» **Exercise task**: Copy out the lines from the one containing "Please trace the outline of every instance of the baby's hand." to the one containing "[[121,256],[191,256],[192,195],[136,245],[122,245]]", both included, exactly as they appear in the entries below.

──────

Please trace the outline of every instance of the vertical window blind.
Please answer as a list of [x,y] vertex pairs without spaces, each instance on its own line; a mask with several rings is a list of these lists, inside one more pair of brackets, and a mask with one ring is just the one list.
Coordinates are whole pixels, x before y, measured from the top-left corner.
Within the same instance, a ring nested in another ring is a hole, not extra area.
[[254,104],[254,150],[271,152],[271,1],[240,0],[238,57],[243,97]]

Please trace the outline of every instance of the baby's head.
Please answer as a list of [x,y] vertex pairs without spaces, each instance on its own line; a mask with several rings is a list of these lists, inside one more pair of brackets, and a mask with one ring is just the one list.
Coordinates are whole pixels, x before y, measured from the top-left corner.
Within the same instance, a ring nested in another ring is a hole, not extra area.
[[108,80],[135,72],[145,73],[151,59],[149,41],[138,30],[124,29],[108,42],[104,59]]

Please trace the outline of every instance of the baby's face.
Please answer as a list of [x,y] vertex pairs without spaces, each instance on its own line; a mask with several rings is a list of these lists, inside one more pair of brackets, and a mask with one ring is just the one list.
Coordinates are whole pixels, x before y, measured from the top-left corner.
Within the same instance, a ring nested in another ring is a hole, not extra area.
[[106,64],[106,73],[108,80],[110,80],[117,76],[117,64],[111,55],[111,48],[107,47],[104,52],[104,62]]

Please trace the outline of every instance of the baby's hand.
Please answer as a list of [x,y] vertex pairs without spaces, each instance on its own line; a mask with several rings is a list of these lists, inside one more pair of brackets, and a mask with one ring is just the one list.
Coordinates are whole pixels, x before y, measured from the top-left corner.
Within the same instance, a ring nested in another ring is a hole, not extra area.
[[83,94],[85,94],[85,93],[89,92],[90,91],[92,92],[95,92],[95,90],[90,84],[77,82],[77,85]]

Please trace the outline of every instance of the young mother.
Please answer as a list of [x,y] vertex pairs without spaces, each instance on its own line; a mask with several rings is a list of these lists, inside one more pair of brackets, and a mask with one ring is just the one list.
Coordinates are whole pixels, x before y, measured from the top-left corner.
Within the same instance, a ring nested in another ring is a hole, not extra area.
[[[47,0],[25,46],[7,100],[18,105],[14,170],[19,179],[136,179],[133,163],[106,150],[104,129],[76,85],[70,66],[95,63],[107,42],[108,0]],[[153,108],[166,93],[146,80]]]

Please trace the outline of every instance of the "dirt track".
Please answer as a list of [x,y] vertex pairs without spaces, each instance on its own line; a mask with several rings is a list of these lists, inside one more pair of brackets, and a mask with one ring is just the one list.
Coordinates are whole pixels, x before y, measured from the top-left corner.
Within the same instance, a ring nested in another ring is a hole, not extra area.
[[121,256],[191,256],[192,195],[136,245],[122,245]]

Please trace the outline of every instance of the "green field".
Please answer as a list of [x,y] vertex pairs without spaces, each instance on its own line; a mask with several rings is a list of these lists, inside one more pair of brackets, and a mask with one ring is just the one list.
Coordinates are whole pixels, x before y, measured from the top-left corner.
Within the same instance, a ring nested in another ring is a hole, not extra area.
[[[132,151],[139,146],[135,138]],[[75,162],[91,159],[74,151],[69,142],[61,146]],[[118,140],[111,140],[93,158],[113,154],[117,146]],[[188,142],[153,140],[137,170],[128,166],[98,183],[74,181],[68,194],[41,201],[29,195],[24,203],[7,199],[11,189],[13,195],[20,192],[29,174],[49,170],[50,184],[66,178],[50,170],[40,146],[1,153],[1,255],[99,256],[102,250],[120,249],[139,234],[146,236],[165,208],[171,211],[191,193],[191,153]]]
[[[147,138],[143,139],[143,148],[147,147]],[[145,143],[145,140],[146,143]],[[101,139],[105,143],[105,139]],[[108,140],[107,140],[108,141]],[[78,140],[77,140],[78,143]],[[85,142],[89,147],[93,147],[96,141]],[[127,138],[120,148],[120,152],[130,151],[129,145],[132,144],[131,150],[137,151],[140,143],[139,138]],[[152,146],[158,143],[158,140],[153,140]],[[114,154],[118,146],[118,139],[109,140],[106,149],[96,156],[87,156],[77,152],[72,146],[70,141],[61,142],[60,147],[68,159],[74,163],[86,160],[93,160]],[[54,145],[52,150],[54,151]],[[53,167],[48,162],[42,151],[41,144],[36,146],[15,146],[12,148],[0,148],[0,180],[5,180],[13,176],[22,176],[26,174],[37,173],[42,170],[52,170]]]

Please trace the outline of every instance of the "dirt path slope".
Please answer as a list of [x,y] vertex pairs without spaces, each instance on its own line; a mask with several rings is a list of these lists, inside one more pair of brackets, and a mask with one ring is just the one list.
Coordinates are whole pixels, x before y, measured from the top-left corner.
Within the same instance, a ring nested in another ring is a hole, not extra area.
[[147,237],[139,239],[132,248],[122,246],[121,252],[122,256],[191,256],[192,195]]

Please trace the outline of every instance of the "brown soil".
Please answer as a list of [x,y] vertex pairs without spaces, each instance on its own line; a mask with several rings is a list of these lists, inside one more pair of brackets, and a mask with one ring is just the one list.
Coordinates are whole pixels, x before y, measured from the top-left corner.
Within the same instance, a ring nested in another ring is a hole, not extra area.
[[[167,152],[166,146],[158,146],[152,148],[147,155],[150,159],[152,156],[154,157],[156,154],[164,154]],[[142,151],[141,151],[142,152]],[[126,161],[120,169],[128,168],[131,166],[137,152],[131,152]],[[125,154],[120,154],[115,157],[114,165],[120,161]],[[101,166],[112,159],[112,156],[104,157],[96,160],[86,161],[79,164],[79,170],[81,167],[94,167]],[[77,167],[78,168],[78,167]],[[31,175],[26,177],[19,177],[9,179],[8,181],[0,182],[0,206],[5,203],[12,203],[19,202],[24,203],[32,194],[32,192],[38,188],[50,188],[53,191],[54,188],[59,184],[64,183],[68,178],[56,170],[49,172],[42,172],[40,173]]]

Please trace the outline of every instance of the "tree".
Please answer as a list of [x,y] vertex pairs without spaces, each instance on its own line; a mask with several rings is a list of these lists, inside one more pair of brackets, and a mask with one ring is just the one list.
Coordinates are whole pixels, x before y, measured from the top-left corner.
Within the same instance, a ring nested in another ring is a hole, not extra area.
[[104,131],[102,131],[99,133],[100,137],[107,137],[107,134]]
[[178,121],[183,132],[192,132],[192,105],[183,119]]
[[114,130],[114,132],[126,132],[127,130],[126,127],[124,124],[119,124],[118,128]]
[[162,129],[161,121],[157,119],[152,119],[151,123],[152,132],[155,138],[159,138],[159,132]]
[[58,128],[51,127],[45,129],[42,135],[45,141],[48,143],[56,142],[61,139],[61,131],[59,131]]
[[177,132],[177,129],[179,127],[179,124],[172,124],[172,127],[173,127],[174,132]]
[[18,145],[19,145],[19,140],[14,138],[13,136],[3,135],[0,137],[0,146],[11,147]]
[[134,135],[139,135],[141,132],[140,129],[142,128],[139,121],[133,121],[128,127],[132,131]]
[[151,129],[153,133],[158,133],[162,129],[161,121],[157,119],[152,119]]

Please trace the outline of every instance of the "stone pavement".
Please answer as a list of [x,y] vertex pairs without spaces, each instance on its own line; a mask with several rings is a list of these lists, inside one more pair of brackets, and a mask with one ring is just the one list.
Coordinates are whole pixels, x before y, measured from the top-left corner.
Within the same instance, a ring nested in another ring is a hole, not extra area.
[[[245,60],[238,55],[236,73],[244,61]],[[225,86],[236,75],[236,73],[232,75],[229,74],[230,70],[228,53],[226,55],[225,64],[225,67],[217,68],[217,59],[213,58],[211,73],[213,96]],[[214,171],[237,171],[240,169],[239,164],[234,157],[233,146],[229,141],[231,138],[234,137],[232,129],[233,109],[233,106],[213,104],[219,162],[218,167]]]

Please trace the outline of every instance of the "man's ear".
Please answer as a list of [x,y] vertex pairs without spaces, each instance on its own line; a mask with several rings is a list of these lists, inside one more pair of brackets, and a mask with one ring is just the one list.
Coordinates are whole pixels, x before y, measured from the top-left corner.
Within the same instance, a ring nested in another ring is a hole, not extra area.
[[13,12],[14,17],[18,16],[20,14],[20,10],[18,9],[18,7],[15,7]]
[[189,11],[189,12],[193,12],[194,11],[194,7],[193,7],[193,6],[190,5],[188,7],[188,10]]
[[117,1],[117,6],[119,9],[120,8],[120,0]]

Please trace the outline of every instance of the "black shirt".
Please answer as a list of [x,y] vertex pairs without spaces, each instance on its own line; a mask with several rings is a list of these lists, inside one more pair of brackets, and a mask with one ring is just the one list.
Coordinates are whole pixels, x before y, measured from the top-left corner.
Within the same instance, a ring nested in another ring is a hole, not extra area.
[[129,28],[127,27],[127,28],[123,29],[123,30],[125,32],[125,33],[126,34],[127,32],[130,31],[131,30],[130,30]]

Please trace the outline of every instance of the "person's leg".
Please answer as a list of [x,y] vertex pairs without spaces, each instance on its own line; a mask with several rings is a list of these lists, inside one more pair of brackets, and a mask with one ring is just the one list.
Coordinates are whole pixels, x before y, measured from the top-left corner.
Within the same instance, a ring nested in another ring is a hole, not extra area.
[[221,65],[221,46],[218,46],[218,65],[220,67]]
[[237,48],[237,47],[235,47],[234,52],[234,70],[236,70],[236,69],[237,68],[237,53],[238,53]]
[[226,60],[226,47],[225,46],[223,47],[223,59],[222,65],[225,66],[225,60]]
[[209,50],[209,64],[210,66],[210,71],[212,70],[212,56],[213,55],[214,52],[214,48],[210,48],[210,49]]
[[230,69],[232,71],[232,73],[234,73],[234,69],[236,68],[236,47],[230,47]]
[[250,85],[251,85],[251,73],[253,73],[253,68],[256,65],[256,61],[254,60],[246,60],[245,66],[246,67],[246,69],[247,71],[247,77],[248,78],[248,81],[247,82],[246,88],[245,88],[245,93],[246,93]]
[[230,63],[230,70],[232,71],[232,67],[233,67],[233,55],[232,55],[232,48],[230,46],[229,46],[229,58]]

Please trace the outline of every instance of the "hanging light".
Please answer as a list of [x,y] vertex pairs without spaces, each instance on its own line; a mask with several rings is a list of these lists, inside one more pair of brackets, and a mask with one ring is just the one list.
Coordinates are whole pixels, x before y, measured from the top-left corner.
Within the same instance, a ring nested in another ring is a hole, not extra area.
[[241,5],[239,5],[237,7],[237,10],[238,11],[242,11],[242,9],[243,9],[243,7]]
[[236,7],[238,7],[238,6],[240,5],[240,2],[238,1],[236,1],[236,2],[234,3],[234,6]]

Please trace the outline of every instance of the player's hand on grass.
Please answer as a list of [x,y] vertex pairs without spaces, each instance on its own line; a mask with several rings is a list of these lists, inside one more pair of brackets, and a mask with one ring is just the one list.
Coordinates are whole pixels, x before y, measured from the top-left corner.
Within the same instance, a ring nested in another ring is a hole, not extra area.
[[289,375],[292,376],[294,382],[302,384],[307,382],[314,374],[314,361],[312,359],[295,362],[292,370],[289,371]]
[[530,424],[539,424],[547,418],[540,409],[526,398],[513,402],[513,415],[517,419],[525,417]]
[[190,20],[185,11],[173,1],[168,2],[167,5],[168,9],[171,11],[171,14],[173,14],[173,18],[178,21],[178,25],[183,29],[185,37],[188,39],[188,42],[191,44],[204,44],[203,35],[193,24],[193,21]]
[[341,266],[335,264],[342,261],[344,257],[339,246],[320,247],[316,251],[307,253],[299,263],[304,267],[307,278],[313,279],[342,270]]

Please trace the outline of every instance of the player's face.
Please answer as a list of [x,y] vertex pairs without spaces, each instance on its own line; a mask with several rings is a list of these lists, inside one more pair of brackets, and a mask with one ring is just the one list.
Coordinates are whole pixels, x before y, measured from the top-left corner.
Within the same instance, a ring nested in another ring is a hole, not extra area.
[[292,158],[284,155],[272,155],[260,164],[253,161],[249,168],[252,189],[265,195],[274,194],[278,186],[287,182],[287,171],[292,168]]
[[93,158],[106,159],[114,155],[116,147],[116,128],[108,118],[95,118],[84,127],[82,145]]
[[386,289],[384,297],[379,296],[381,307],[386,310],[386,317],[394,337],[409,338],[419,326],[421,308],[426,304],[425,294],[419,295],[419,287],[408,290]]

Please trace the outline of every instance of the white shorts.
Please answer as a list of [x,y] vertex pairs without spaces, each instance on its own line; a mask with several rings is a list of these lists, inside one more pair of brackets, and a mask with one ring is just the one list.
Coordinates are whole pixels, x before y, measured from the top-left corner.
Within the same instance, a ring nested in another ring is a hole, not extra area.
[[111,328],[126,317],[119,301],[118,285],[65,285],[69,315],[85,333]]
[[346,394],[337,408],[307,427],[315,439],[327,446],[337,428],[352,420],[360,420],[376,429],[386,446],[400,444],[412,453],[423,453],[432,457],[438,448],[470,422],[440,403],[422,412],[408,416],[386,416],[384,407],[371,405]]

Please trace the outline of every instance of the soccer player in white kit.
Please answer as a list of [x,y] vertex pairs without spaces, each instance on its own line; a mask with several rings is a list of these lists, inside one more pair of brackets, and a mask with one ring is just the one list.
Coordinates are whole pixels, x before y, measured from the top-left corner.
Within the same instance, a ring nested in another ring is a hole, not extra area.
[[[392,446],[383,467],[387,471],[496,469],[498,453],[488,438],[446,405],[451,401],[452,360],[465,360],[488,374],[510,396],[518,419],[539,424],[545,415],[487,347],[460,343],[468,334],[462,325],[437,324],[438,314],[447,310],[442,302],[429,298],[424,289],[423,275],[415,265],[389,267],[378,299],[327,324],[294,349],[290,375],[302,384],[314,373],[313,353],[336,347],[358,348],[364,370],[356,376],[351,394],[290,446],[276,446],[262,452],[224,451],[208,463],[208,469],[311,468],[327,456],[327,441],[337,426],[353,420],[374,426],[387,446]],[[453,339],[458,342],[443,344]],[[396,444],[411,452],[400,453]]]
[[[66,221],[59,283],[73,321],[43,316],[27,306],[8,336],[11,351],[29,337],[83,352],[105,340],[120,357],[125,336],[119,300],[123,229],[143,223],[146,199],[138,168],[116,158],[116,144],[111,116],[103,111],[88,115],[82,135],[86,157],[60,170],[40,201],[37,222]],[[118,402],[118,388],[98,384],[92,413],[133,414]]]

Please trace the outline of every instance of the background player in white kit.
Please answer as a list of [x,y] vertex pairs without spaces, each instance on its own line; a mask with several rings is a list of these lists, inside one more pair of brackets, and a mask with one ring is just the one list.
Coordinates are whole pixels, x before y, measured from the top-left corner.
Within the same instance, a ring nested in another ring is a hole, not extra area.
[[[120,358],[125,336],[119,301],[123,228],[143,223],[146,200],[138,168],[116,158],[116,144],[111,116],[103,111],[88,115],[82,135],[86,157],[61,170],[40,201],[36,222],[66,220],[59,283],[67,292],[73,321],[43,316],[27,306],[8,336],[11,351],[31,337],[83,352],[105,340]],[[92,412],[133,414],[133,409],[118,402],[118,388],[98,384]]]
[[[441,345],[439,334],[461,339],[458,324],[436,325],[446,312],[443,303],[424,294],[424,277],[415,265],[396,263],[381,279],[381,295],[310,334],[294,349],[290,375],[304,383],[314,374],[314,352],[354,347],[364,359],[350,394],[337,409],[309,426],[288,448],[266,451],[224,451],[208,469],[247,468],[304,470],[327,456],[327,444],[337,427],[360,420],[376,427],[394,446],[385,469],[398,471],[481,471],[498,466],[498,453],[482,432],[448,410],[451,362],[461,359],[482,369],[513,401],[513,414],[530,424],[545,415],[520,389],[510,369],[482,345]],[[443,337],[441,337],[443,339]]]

──────

» **Task solution**:
Please trace the outline of every instance of the baby's hand.
Please answer as a list of [x,y] vertex pairs without spaces, each instance on its own line; a mask with several rings is a list of these lists, inside one more pair of brackets, and a mask with one ring is just the one list.
Coordinates are whole pixels, x before y, measured from the top-left corner.
Within the same instance, a ring nested in another ring is a hole, not extra area.
[[83,94],[85,94],[85,93],[89,92],[90,91],[92,92],[95,92],[95,90],[90,84],[77,82],[77,85]]

Please trace the outline of every instance of the young mother.
Please answer as a list of [x,y] vertex pairs without spaces, each instance on its own line; a mask with several rings is a list of these lists, inside one more pair of brackets, and a mask with one ring is just the one list.
Coordinates are whole pixels, x before y, measured from the top-left corner.
Within the same instance, a ring nested in another ring is a hole, not extra area.
[[[47,0],[25,46],[7,100],[18,105],[14,170],[19,179],[136,179],[133,163],[106,150],[104,129],[76,85],[70,66],[95,63],[107,42],[108,0]],[[153,108],[166,93],[146,80]]]

Please trace the outline of every instance of the "dirt track".
Please answer as a list of [x,y] vertex pairs without spaces, each instance on its own line; a mask with several rings is a list of these lists, inside one more pair of brackets, and a mask with one ring is just the one list.
Coordinates are whole pixels, x before y, measured from the top-left corner.
Within the same instance, a ring nested in another ring is a hole, not extra area.
[[121,256],[191,256],[192,195],[136,245],[122,245]]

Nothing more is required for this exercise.